*PROBLEM*
Look through the entries below and report every line that has "paved".

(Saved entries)
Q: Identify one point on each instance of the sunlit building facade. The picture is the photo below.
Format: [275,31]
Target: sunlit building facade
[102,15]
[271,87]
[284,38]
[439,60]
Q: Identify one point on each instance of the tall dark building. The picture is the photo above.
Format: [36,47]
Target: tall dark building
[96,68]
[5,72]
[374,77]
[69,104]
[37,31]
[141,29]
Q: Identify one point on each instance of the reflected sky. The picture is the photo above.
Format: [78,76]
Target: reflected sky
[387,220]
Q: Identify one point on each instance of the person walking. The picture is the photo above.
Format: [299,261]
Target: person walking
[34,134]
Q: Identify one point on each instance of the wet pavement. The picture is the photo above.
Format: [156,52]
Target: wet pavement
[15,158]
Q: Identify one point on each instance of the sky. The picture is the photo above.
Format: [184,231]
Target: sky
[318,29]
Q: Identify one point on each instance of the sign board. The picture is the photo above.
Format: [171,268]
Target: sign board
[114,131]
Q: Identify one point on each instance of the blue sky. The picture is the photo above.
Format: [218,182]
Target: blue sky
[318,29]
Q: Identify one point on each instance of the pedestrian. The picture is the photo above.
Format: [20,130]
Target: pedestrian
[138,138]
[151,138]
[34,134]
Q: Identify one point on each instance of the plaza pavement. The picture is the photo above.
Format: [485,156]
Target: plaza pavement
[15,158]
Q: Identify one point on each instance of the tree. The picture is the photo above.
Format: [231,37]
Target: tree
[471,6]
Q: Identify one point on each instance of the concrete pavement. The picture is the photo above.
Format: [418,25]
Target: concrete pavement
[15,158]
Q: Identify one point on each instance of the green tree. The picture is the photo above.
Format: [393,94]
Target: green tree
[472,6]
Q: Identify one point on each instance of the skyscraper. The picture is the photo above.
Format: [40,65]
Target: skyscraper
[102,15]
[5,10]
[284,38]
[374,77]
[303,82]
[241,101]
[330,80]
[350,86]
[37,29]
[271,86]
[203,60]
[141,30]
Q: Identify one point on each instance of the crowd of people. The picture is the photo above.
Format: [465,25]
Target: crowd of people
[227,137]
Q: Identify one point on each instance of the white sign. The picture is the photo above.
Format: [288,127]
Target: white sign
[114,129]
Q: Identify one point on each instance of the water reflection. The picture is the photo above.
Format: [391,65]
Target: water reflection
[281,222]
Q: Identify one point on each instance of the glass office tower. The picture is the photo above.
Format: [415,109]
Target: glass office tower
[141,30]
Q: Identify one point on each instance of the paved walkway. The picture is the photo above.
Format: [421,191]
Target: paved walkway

*SOLUTION*
Q: Identify one point on each instance of the paved walkway. The picture is the photo above.
Target: paved walkway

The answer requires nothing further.